TASK TO CARRY OUT:
Print the passage about the New York protest against U.S. military presence in the Philippines word for word, starting with "Only two hours" and going on through "of 9pm EST.".

PASSAGE:
<<<<

Led by BAYAN-USA Northeast, a local chapter of the “New Patriotic Alliance'' of the Philippines, protestors gathered in front of the U.S. Army Recruiting Office to denounce the diversion of public funds towards repressive military and police operations instead of social services. “The buildup of U.S. military presence is the largest seen since the end of the Cold War,” said Nina Macapinlac, Secretary General of BAYAN USA. “Rather than protect the livelihoods and land of Filipinos, the U.S. military aims to encircle and intimidate China and reinforce U.S. hegemony in the Asia Pacific,” she continued.

Only two hours earlier, students in the Philippines launched a 5:00am protest at the U.S. Embassy in Manila, calling for an end to U.S. military presence in the country and assertion of Philippine national sovereignty. The peaceful protest resulted in a violent dispersal and six arrests. Two activists remain detained as of 9pm EST. 

Nina Macapinlac, BAYAN USA. Photo by Zack Garlitos 

In New York, speakers from the New York Committee for Human Rights in the Philippines (NYCHRP) and Veterans for Peace denounced the human rights violations committed and funded by the U.S. military in the Philippines and around the globe, noting the $550 million provided by the U.S. to the Philippines since 2016. 

Backlit by the recruitment center’s American flag, Dana Ysabel Dela Cruz, member of Filipino youth and student organization Anakbayan Manhattan, spoke against the military industrial complex that exploits youth across both the U.S. and the Philippines. “How many Black and brown working class youth have been recruited and processed at this very office?” they asked. “How many of our classmates, friends, relatives, neighbors have been recruited into a war machine that forces them to fight against the interests of their own people? Military recruiters lure our people in by offering to pay for our college education. But why is education so expensive in the first place?”

Ysabella Titi of the Palestinian Youth Movement drew parallels to U.S. military support for Israel. “As a distraction from its own internal contradictions, the Zionist entity [Israel] has escalated its assault on Palestinians across Palestine. [...] It does so with the full financial and political support of the U.S., who sees the Philippines and Israel as a cornerstone of its imperial reach.”

>>>>

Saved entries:
<<<<

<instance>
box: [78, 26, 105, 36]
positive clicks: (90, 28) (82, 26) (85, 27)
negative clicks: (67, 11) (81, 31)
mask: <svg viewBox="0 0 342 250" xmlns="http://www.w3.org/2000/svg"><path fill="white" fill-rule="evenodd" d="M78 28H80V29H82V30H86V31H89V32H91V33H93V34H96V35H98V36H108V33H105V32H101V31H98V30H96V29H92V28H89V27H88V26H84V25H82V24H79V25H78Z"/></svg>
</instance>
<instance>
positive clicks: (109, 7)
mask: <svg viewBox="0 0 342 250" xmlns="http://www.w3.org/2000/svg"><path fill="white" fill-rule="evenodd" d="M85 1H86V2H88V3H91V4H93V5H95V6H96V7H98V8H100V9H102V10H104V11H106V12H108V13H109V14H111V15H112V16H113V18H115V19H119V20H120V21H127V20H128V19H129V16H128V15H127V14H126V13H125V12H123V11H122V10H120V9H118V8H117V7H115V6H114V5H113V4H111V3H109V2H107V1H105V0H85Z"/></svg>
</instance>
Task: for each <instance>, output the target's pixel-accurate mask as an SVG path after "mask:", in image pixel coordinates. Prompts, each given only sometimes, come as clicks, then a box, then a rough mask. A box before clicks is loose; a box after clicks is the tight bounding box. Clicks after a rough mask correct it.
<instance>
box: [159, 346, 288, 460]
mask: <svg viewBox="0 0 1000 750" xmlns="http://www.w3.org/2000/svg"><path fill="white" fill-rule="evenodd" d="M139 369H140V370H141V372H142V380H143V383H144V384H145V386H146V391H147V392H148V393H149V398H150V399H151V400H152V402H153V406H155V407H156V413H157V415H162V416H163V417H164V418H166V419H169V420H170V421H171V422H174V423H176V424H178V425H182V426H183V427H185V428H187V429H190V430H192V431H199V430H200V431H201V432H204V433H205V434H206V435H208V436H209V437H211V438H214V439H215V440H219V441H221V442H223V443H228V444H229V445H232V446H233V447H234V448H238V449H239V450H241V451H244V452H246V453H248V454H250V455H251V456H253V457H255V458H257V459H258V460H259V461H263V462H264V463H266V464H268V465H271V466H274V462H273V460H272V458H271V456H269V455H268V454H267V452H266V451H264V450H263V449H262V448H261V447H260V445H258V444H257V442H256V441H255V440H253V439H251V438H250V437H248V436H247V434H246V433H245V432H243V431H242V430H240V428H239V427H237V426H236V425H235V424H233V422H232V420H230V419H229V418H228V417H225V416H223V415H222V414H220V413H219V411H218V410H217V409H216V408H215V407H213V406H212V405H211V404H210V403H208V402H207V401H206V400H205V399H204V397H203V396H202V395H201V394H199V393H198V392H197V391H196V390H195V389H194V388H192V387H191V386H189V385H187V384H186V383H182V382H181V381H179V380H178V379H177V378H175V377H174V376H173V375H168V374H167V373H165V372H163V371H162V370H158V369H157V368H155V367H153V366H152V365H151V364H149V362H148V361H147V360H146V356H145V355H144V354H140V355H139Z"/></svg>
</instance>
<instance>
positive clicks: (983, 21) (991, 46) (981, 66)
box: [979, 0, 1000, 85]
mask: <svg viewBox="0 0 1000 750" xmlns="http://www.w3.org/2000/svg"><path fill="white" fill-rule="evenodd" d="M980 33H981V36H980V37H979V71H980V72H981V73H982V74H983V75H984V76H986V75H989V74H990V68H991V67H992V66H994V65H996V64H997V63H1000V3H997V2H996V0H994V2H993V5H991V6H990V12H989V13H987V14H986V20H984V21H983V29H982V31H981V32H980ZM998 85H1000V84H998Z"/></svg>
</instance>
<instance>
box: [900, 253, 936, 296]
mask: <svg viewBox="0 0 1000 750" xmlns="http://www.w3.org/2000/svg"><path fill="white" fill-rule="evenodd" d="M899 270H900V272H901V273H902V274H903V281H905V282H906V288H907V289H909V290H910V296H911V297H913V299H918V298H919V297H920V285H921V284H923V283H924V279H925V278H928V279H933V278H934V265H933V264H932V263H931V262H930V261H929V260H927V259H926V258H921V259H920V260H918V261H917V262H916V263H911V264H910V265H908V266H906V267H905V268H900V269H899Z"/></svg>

>>>>

EXPECTED ANSWER:
Only two hours earlier, students in the Philippines launched a 5:00am protest at the U.S. Embassy in Manila, calling for an end to U.S. military presence in the country and assertion of Philippine national sovereignty. The peaceful protest resulted in a violent dispersal and six arrests. Two activists remain detained as of 9pm EST.